_Task requirements_.
1) List the five things that the text on splash painting says held sway during the Tang Dynasty.
2) Convert every line of the outline labeling records into a Markdown table with the columns Row and Line, leaving out blank lines.

In the glorious years of the ancient Chinese Tang Dynasty (618-907AD), arts, invention, commerce, growth, and dynamic leadership held sway. Monasteries throughout the country took in children and trained them in everything from creating fine porcelain to martial arts. Once a young boy, helping clean up a painting studio after his master had finished for the day, accidentally spilled black ink on the beautiful painting that was drying. He tried to clean it up and couldn’t, so he hid. The next day the master came and was horrified – at first. Then he saw the creative movements the spilled ink had brought to his painting and called out to the apprentice. They began again, and splash, first and today also traditionally in black and white, had begun.
When I first took Ming Franz’s painting class, I planned it as a new way to paint watercolor washes. Then she taught the black ink splash. Then we added color, and suddenly the liquid brilliantly colored acrylics were moving on paper, canvas, and boards. It was an exciting, fun revelation for all of us. In the years since, my arthritis and carpel tunnel have made it so I can no longer hold a brush. Now my tools of choice are splash, a palette knife and spoons. The spoons are my creative substitute for a brush and open a new direction.
Splash painting with acrylic on canvas is my choice of art. I can choose colors but must be very open as to what happens with that color when I move it on the canvas. In fact, if one plans too much the painting will take over and make something new, and often more exciting. That’s ok. I’m doing something by accident that has been a surprise addition to my life as a painter.

[Outline labeling records]

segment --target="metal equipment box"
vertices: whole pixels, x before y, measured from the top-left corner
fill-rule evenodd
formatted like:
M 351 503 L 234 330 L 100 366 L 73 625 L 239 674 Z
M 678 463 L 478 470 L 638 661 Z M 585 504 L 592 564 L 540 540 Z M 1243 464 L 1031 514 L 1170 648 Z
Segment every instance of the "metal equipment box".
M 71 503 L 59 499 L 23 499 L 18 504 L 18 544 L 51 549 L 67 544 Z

_The results_.
1) arts, invention, commerce, growth, dynamic leadership

2)
| Row | Line |
|---|---|
| 1 | segment --target="metal equipment box" |
| 2 | vertices: whole pixels, x before y, measured from the top-left corner |
| 3 | fill-rule evenodd |
| 4 | formatted like: |
| 5 | M 351 503 L 234 330 L 100 366 L 73 625 L 239 674 Z |
| 6 | M 678 463 L 478 470 L 638 661 Z M 585 504 L 592 564 L 540 540 Z M 1243 464 L 1031 514 L 1170 648 Z |
| 7 | Segment every instance of the "metal equipment box". |
| 8 | M 71 503 L 59 499 L 23 499 L 18 504 L 18 544 L 51 549 L 67 544 Z |